▶ [Given instruction]: Every line of the material below must be repeated exactly.

▶ [Records shown]:
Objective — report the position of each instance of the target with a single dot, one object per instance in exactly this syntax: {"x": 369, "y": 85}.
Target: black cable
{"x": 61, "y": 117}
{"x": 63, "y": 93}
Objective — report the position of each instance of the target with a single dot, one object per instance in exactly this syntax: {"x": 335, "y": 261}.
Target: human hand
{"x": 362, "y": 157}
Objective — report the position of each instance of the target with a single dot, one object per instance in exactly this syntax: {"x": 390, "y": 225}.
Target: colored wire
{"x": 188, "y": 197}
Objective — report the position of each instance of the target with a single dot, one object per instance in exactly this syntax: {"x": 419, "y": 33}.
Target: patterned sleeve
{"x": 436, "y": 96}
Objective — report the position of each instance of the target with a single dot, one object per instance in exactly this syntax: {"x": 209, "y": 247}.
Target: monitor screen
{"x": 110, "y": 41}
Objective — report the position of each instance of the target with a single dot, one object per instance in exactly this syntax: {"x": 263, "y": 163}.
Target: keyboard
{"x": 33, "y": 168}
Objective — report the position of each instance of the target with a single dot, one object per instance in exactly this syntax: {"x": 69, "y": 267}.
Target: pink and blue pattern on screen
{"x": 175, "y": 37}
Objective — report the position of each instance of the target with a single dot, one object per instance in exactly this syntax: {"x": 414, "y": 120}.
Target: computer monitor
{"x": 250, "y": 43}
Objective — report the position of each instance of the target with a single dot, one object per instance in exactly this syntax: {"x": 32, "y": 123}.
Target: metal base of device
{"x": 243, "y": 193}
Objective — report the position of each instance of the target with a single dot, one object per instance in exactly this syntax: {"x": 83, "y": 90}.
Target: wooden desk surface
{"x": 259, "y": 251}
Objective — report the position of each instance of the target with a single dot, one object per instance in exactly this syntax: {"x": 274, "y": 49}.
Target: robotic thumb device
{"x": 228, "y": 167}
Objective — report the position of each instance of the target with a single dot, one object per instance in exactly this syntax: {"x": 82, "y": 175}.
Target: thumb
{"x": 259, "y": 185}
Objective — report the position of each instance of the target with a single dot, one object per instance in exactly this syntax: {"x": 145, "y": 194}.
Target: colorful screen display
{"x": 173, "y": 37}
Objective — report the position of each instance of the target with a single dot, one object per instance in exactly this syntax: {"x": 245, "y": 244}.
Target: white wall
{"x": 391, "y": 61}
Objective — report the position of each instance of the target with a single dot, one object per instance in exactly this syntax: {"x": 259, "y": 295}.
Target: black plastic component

▶ [Output of the task]:
Objective — report the position of each instance of the target with a single dot, one object per instance in exactly this syntax: {"x": 369, "y": 85}.
Target: black cable
{"x": 61, "y": 117}
{"x": 63, "y": 93}
Objective — report the position of each instance of the target with a single dot, one object per instance in exactly this syntax: {"x": 335, "y": 261}.
Target: human hand
{"x": 362, "y": 157}
Objective — report the position of each instance of the target with a single dot, one object per instance in exactly this syntax: {"x": 390, "y": 225}.
Target: colored wire
{"x": 188, "y": 197}
Objective — report the position of each instance of the target with a single dot, one object per instance in exactly this syntax: {"x": 419, "y": 33}.
Target: patterned sleeve
{"x": 436, "y": 96}
Objective — report the position of each instance of the target with a single dot, one object per instance in exactly this syntax: {"x": 209, "y": 247}.
Target: monitor screen
{"x": 110, "y": 41}
Objective — report the position of each instance of the target with a single dot, one object per instance in exactly this syntax: {"x": 263, "y": 163}.
Target: keyboard
{"x": 33, "y": 168}
Objective — report the position of each instance of the target with a single dot, one object per instance in exactly this syntax: {"x": 69, "y": 267}.
Target: pink and blue pattern on screen
{"x": 175, "y": 37}
Objective — report the position of each instance of the target with a single dot, one object per instance in exactly this syntax: {"x": 414, "y": 120}.
Target: computer monitor
{"x": 250, "y": 43}
Objective — report the position of each instance of the target with a single dot, one object per instance in exactly this syntax: {"x": 32, "y": 123}.
Target: metal base of device
{"x": 243, "y": 193}
Objective — report the position of each instance of the target with a single dot, one object per instance in exactly this syntax: {"x": 83, "y": 90}.
Target: wooden desk surface
{"x": 259, "y": 251}
Objective — report the position of each instance of the target with a single dot, one object per instance in exactly this syntax: {"x": 274, "y": 49}.
Target: robotic thumb device
{"x": 228, "y": 167}
Objective — report the position of each instance of the target with a single dot, one object per instance in exactly this syntax: {"x": 82, "y": 175}.
Target: thumb
{"x": 259, "y": 185}
Objective — report the position of each instance of the target with a single dot, one object per instance in exactly this syntax: {"x": 145, "y": 194}.
Target: colorful screen display
{"x": 173, "y": 37}
Objective — report the position of each instance of the target with a single dot, one object per instance in exactly this syntax: {"x": 245, "y": 244}.
Target: white wall
{"x": 391, "y": 61}
Objective — report the position of each instance of the target with a single dot, one object per instance in exactly this syntax: {"x": 259, "y": 295}.
Target: black plastic component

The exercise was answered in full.